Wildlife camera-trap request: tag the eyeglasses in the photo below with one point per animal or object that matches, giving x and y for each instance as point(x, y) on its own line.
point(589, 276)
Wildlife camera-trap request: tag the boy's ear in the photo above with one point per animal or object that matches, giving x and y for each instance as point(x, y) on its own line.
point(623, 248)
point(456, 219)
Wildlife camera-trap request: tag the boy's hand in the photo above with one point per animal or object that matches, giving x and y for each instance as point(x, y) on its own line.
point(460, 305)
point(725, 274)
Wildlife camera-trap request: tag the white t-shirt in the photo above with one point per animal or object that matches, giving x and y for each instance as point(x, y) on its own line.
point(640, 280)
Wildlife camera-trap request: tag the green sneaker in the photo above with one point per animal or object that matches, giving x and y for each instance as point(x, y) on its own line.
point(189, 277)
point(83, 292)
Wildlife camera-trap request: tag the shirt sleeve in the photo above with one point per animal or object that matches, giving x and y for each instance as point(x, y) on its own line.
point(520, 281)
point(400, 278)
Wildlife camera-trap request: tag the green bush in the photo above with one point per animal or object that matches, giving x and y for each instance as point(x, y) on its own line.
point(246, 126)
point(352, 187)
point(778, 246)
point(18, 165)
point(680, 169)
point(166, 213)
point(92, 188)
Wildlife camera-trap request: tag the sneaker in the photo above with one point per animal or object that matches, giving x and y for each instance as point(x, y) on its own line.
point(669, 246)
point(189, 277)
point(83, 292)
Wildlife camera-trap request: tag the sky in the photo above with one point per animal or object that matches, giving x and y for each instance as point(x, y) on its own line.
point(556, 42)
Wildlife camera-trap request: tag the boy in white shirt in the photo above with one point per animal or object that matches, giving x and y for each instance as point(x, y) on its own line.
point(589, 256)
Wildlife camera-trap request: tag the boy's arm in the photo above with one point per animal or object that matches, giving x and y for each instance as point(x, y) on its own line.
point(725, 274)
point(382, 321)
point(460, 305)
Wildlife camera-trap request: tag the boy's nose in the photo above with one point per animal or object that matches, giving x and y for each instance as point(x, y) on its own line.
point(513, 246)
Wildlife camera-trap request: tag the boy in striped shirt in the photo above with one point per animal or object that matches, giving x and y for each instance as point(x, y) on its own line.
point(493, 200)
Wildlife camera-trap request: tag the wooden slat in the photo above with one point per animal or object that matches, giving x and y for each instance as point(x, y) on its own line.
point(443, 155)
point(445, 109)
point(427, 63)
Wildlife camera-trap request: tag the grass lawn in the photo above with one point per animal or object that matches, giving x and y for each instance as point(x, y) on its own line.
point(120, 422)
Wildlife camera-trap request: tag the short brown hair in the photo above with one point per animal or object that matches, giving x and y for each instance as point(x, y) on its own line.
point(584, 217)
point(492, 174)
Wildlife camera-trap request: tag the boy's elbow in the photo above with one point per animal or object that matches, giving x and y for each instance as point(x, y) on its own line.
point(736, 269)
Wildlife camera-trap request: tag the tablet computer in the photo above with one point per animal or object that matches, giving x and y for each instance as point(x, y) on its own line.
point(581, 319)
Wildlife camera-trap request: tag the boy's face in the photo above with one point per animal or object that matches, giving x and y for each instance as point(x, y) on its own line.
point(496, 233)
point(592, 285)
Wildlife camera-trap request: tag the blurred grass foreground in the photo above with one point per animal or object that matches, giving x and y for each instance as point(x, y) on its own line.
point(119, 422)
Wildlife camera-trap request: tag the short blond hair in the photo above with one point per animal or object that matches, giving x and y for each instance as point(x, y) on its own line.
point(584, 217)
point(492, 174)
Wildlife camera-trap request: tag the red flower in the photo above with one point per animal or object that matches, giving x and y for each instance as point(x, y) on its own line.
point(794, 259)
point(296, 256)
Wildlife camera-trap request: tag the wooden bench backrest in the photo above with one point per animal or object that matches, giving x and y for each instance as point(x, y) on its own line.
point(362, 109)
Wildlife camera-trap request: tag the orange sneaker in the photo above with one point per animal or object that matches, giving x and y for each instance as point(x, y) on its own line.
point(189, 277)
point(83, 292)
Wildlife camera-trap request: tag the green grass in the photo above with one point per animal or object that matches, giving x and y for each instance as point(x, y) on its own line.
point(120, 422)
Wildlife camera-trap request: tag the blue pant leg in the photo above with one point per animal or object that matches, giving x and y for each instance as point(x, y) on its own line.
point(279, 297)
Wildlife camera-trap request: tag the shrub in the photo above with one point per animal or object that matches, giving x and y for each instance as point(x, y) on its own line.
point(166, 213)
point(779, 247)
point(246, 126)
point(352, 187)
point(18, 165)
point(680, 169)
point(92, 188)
────────
• What needs to be done
Return the entries in full, keeping every line exactly as it is.

• Your response
Wildlife camera-trap request: tag the eyeglasses in the photo below with one point per animal or object that matches, giving x and y for each instance as point(x, y) on its own line.
point(589, 276)
Wildlife camera-trap request: tag the boy's ear in the photo above with one point per animal or object that matches, giving x and y for each instance as point(x, y) on its own line.
point(623, 248)
point(456, 219)
Wildlife camera-trap request: tag the boy's hand in the photo above with one point per animal or object that matches, giving x and y for each instance as point(x, y) on its own line.
point(460, 305)
point(725, 274)
Wildlife camera-trap request: tag the white t-shirt in the photo above with one point per animal or object that matches, giving x and y for each instance as point(x, y) on its own line.
point(640, 280)
Wildlife camera-trap request: tag the green sneaker in the photo above with one point per animal or object that matches, giving x and y for each instance as point(x, y) on its own line.
point(189, 277)
point(83, 292)
Wildlife camera-trap request: tag the shirt sleeve in the photo above with one point per animal or object that matches, giving x and y for each instance as point(x, y) on its own line.
point(520, 281)
point(400, 278)
Wildlife camera-trap request: tag the green bush in the photo above with one point per animal or object that matches, giving x and y for each instance as point(x, y) on its own line.
point(246, 126)
point(352, 187)
point(778, 246)
point(18, 165)
point(680, 169)
point(166, 213)
point(92, 188)
Wildlife camera-trap request: tag the sneaker in the photo above with one point per animal or object that matches, giving x and y for each instance as point(x, y) on its own line.
point(669, 246)
point(189, 277)
point(83, 292)
Wildlife camera-trap request: tag the sky in the photo above with one point per animal or object that matches, giving x and y for each instance as point(x, y) on its own line.
point(556, 42)
Wildlife camera-trap request: tag the boy in white shirt in the photo above with one point per animal or object that matches, giving x and y for each instance as point(x, y) on its own line.
point(589, 256)
Wildlife camera-trap request: tag the boy's arm in the photo above with one point per animal or object that matches, giving x and y for each instance as point(x, y) on its own line.
point(725, 274)
point(382, 321)
point(460, 305)
Wildlife camera-trap request: tag the boy's nose in the photo above with one point per animal or object that matches, giving x and y for each instance as point(x, y) on its own line.
point(513, 246)
Wildlife camera-trap request: tag the boy in striped shirt in the photo above with one point per animal or object that matches, giving x and y for each instance as point(x, y) on its own line.
point(493, 200)
Wildlife camera-trap request: tag the wooden slat in the photo above with one point per animal or object that matches, giving x and y for each instance as point(x, y) on its own line.
point(443, 155)
point(445, 109)
point(427, 63)
Wildlife camera-trap request: tag the grass lawn in the photo above with one point per animal or object that matches, giving x and y for each instance as point(x, y) on its own line.
point(120, 422)
Wildlife camera-trap request: tag the short brown hair in the photo above with one point per animal or object that matches, giving x and y for each instance as point(x, y) on its own line.
point(584, 217)
point(492, 174)
Wildlife camera-trap request: tag the boy's elbow in the photo above with one point per animal or object that matches, giving x and y for each instance as point(x, y) on its own line.
point(736, 269)
Wildlife camera-trap request: tag the tablet computer in the photo above with one point per animal or object that matches, giving x and y for each instance as point(x, y) on its own line.
point(581, 319)
Wildlife camera-trap request: tag the boy's face in the photo above with one point per animal or object that matches, giving x and y for each instance as point(x, y) on its own line.
point(496, 233)
point(592, 285)
Wildlife camera-trap request: tag the blurred grass foreground in the photo above with one point per animal or object that matches, giving x and y for each instance as point(x, y) on its own line.
point(119, 422)
Wildlife camera-trap request: tag the short blond hair in the photo above with one point per animal or object that matches, giving x and y for each instance as point(x, y) on its own line.
point(584, 217)
point(492, 174)
Wildlife camera-trap request: tag the red flower in the photo above with one point per animal or object that matches, giving x and y for each instance as point(x, y) on its own line.
point(794, 259)
point(296, 256)
Wildlife camera-trap request: tag the wooden bench backrest in the photo above with one point per animal or object that matches, giving x and y for each instance as point(x, y) on its own line.
point(362, 109)
Wildlife camera-trap request: tag the orange sneaker in the photo above with one point per animal or object that matches, giving x and y for each instance as point(x, y) on its own line.
point(189, 277)
point(83, 292)
Wildlife camera-trap request: tag the green grass in the photo above with one point per animal or object that matches, giving x and y for each instance as point(x, y) on its own line.
point(120, 422)
Wildlife camera-trap request: tag the blue pant leg in the photo above with one point per animal or object that matches, giving x and y for each instance as point(x, y) on its own line.
point(279, 297)
Wildlife camera-trap request: tag the shrub in the photo above with one point per animal or object that matches, giving x and y for each instance as point(x, y) on its own line.
point(166, 213)
point(779, 247)
point(246, 126)
point(352, 187)
point(18, 165)
point(680, 169)
point(92, 188)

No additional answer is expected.